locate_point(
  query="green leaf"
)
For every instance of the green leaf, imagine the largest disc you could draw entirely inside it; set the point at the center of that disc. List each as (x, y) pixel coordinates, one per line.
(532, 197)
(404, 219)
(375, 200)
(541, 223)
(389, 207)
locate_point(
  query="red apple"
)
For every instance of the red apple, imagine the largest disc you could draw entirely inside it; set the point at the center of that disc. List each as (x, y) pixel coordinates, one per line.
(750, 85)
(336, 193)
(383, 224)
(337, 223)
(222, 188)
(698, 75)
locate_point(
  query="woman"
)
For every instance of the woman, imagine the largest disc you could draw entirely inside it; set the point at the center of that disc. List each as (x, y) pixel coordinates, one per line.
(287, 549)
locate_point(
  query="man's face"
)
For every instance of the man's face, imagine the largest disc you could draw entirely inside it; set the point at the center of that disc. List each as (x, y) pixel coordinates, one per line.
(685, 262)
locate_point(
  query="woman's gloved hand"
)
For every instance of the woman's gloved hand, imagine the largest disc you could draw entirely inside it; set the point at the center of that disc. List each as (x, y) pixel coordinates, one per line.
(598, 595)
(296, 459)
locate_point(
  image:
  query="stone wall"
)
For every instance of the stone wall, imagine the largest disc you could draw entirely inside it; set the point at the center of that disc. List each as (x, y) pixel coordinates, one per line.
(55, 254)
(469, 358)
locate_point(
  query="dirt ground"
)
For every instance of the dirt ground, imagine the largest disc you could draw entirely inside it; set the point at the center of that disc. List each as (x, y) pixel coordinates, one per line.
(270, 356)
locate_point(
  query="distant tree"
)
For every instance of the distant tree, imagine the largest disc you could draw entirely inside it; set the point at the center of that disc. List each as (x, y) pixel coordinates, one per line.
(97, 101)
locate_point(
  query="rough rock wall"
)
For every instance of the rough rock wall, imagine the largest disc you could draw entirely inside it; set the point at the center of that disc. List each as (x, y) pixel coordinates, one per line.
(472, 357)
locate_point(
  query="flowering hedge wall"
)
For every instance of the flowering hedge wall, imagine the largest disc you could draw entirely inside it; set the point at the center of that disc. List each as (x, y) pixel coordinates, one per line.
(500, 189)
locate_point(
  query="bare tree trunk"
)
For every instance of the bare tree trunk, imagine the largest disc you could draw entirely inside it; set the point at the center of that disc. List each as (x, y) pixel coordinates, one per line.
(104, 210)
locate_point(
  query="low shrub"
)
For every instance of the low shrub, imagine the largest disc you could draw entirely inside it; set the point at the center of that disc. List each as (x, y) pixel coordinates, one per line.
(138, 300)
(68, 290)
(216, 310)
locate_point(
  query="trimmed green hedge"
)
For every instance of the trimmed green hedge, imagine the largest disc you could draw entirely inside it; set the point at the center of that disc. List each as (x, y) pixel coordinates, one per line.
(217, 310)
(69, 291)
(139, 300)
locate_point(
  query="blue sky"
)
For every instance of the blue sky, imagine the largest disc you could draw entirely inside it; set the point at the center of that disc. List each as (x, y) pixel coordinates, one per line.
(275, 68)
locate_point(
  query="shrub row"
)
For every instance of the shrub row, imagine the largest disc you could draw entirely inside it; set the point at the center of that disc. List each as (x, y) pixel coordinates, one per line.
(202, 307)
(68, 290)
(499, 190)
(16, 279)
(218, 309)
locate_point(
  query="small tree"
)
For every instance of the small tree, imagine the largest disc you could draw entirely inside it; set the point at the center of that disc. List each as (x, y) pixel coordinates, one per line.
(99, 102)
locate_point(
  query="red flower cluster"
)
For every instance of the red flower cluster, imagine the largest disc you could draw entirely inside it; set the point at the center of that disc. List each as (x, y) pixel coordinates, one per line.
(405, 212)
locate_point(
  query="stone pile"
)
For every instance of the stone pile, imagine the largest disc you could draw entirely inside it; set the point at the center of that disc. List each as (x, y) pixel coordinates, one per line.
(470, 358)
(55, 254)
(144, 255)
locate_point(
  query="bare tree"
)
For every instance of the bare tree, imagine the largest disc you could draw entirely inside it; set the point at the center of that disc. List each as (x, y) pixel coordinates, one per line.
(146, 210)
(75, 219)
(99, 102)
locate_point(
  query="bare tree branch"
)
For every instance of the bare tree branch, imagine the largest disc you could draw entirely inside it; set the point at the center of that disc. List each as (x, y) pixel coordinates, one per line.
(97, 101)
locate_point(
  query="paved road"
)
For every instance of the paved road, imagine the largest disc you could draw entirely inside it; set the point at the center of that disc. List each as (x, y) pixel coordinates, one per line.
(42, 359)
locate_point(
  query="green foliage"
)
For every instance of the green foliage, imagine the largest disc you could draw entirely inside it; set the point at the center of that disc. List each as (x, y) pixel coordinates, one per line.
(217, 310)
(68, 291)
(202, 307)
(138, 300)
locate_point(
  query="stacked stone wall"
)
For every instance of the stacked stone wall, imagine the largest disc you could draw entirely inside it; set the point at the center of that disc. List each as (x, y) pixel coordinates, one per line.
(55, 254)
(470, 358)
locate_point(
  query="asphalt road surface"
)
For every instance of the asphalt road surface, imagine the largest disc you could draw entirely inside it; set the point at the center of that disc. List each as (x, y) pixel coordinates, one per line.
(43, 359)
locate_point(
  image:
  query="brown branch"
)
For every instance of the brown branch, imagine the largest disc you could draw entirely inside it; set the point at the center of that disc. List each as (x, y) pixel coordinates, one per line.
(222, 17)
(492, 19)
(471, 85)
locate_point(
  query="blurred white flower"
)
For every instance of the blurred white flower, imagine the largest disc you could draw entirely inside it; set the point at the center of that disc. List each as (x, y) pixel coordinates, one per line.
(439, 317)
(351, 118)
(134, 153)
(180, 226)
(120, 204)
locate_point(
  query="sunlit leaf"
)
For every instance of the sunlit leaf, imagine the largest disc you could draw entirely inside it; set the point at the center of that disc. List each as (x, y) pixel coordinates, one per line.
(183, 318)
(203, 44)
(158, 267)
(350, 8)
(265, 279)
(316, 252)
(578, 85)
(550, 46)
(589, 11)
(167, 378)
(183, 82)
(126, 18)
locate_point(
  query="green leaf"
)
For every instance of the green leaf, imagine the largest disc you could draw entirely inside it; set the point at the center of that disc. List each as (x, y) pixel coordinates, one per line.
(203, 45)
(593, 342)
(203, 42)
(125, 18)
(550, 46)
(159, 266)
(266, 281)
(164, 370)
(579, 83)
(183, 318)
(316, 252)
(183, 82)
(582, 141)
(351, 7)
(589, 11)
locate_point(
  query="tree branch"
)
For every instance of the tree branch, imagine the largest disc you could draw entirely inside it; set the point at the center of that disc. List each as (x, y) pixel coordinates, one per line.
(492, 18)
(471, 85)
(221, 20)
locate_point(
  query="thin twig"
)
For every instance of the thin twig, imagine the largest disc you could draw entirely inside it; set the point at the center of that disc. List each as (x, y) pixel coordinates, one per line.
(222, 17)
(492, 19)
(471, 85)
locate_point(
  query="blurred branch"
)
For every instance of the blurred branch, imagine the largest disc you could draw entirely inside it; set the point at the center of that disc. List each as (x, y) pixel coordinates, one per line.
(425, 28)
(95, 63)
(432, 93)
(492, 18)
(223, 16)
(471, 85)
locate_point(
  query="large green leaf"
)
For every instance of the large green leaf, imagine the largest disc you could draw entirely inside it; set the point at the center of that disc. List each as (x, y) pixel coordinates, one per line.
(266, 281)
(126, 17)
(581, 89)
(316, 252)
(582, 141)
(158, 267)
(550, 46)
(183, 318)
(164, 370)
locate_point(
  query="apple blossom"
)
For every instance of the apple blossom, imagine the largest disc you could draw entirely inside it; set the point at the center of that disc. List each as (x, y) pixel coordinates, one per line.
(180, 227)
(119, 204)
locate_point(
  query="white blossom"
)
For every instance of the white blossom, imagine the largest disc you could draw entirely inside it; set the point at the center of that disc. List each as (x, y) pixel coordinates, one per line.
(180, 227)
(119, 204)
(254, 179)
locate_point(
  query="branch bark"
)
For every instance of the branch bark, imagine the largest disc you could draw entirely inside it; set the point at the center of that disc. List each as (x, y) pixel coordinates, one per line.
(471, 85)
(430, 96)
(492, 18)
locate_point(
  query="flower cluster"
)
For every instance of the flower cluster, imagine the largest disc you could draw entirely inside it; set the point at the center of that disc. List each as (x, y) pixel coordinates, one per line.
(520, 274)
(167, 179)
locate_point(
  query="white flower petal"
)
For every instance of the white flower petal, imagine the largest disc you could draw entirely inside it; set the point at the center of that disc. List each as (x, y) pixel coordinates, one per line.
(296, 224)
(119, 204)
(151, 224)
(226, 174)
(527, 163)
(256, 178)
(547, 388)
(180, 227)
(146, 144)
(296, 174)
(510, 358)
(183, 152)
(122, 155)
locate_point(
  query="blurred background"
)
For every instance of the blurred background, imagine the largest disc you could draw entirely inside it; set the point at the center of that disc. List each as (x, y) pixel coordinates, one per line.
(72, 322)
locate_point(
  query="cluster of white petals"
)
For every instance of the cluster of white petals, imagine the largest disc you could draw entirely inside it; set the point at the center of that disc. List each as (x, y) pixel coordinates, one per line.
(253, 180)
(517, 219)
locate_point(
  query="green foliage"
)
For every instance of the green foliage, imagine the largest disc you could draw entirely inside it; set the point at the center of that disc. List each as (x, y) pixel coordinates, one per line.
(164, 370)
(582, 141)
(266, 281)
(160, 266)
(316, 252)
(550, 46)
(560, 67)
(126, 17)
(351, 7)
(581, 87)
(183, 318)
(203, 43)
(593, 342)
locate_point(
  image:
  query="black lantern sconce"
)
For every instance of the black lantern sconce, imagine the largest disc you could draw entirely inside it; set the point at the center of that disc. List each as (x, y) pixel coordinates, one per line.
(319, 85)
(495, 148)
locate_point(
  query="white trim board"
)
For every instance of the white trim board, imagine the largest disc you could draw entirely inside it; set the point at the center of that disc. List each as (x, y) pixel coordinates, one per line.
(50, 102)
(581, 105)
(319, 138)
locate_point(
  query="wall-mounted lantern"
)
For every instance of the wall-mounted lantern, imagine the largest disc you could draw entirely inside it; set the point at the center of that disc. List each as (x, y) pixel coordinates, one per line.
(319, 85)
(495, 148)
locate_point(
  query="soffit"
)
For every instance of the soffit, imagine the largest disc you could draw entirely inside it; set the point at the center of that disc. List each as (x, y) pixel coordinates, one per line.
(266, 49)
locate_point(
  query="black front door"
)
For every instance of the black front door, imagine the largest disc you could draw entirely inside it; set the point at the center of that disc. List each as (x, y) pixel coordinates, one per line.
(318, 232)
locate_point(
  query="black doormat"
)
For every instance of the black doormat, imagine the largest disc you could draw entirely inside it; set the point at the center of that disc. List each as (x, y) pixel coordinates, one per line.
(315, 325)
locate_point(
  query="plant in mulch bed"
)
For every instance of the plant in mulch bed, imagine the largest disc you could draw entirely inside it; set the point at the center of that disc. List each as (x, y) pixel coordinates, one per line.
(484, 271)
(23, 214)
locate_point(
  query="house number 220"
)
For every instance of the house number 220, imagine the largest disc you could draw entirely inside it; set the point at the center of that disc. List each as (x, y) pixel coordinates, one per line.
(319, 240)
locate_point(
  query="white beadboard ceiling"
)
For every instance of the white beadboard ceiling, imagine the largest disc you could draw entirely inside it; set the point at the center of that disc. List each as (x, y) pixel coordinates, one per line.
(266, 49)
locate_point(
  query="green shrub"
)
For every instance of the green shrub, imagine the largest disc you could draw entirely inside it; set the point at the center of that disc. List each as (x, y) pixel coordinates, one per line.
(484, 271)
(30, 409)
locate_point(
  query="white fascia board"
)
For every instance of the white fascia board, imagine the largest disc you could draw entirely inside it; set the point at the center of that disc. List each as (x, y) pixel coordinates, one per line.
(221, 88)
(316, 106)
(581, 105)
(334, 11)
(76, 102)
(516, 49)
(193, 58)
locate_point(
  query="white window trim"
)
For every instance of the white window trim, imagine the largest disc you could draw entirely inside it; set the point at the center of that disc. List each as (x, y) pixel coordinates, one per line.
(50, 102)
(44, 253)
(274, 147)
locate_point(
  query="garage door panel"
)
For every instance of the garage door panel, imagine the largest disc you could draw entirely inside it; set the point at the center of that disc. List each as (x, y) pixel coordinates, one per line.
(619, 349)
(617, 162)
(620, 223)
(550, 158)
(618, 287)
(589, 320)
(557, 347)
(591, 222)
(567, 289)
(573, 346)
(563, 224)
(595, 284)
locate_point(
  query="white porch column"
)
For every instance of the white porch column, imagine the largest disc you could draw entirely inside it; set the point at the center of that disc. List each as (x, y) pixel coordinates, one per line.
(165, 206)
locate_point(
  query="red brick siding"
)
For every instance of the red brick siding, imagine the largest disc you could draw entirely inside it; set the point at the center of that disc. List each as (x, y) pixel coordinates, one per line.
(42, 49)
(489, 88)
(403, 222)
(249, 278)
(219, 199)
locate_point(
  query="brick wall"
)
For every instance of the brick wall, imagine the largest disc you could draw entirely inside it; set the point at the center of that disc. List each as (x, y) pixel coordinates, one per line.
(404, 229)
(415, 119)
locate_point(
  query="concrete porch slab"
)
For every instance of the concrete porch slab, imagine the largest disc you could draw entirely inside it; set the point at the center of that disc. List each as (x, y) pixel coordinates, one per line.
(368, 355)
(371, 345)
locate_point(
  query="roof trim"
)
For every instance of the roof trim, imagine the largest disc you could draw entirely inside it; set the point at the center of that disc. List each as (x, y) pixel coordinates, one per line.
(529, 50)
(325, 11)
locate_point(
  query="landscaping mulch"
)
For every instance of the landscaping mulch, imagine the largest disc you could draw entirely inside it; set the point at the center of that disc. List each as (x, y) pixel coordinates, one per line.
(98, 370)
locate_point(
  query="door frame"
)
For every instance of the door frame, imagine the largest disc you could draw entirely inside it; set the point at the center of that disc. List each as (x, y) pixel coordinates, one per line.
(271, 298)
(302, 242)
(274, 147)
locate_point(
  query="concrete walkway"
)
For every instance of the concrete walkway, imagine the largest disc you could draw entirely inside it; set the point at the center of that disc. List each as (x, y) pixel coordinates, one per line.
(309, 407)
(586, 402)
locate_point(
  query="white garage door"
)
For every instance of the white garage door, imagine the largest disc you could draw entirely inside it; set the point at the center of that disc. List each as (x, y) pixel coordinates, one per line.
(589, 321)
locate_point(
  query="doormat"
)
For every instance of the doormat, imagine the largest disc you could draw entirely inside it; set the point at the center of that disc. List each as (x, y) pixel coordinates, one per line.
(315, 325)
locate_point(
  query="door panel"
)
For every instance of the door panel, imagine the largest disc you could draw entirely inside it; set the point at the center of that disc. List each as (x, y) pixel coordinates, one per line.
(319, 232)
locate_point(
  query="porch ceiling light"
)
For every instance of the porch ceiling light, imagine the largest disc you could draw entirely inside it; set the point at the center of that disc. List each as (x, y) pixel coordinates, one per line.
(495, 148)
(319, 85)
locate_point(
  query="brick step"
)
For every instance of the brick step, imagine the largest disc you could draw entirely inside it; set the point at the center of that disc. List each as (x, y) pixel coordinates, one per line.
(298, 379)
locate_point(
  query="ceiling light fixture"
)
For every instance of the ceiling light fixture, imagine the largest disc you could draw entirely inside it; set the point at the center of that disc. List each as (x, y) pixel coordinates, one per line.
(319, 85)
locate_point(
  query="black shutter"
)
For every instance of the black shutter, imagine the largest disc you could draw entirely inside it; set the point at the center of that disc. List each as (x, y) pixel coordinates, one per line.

> **Goal of the exercise**
Collect every line of the records that contains the string "siding". Case counts.

> **Answer to this exercise**
  query="red brick siding"
For every instance of the red brick siding, imagine the largest disc you could draw entirely inside it; set the point at the center of that disc. List each as (x, y) pixel coordinates, one per line.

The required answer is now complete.